▶ The request
Copy every entry below word for word.

▶ Exercise material
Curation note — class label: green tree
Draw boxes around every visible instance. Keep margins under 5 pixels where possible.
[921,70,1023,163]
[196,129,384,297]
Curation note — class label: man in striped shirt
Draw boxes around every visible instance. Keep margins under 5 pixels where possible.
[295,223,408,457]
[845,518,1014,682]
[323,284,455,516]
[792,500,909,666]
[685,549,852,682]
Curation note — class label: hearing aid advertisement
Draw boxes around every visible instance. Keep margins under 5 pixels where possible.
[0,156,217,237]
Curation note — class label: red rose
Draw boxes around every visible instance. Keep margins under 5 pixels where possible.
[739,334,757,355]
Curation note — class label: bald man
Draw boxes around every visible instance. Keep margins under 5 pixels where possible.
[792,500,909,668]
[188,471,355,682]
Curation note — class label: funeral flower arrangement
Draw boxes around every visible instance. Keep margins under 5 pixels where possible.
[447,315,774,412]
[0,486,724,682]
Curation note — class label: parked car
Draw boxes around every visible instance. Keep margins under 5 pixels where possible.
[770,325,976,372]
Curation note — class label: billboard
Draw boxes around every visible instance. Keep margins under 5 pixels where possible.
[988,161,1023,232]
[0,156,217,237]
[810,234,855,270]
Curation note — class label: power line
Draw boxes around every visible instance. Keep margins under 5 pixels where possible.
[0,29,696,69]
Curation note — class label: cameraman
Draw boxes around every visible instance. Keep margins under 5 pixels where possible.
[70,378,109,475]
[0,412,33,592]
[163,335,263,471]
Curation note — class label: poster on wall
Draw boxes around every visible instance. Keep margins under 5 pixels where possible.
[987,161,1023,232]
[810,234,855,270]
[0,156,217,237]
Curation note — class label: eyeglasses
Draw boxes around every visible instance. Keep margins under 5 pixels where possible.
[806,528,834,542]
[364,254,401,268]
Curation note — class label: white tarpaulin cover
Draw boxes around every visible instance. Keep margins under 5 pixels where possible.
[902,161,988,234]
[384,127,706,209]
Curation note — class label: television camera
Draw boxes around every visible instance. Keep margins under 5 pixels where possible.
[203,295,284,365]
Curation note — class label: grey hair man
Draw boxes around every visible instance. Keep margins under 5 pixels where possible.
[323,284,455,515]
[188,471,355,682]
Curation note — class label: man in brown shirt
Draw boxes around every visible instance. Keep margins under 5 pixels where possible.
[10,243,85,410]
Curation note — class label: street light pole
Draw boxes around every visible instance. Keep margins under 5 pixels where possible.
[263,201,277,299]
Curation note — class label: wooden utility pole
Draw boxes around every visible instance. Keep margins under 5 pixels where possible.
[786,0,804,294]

▶ Exercise answer
Curation note — class label: green tree
Draw boxes around every visible instance. Keep margins under 5 pixels where possible.
[921,70,1023,163]
[196,129,384,297]
Curation note — class label: man in striped shirt
Draw boxes around every visible instance. Keep margins under 5 pixels where possible.
[295,223,408,457]
[845,518,1014,682]
[323,284,455,516]
[792,500,909,666]
[685,549,852,682]
Curation note — class label: hearing aid advertisement
Draw boxes around every visible instance. Keep margins under 5 pixels where possible.
[0,156,217,237]
Curation note — class label: red rose
Draw boxes around every visible instance. Keep margins under 5 pixels where possible.
[739,334,757,355]
Curation note — class label: bald man
Draw boxes around every visible instance. Keep margins under 5 pixels where possible.
[792,500,909,668]
[188,471,355,682]
Curation note — class label: funeral flower arrangement
Draw boxes around every visible instance. Keep margins under 5 pixels where possible.
[447,315,774,412]
[0,486,724,682]
Curation note — class label: parked car
Draw boxes around every visible instance. Keep margins under 5 pixels where possible.
[770,325,976,372]
Curation note — class label: billboard
Draw boxes around every visible instance. Keep margins under 5 pixels where possible.
[988,161,1023,232]
[0,156,217,237]
[810,234,855,270]
Curation note — class label: power line
Draw boxes around every visible instance. Keep margins under 5 pixels where possible.
[0,29,696,69]
Curation note — class label: cameraman
Draw boxes around every visible instance. Keep margins under 5 pixels where possible.
[70,378,109,475]
[0,412,33,592]
[163,335,263,471]
Curation note — class label: poster on wall
Draw boxes around every visible instance. Keep margins under 5 pixels where possible.
[987,161,1023,232]
[810,234,855,270]
[0,156,217,237]
Curation note — class label: eyeglasses
Draw boxes around every visible instance. Keep margins under 5 pixels where possible.
[806,528,834,542]
[364,254,401,268]
Curation note — class label: white tarpaulin cover
Draw boxes around every visible instance. Keep margins under 5 pixels where possible.
[902,161,988,234]
[384,127,706,209]
Curation note — class label: television camera
Draw boxes around every visible instance. Keep margins under 5 pixels where possible.
[203,295,284,365]
Curation note — class label: grey hair man
Draw boxes around every visible instance. Keep margins under 5 pixels where possible.
[323,284,455,515]
[188,471,355,682]
Curation note — class label: man in brown shirt
Draw boxes around every visible instance. Keep margins under 5 pixels where possible.
[10,243,85,410]
Curation note — class label: street light pole
Draw boxes around every visible instance. Keep margins under 5 pixels where possible.
[263,201,277,299]
Curation note — class label: wooden utility pole
Draw boxes around every visible instance. Keep margins under 5 pixels where possible.
[786,0,804,294]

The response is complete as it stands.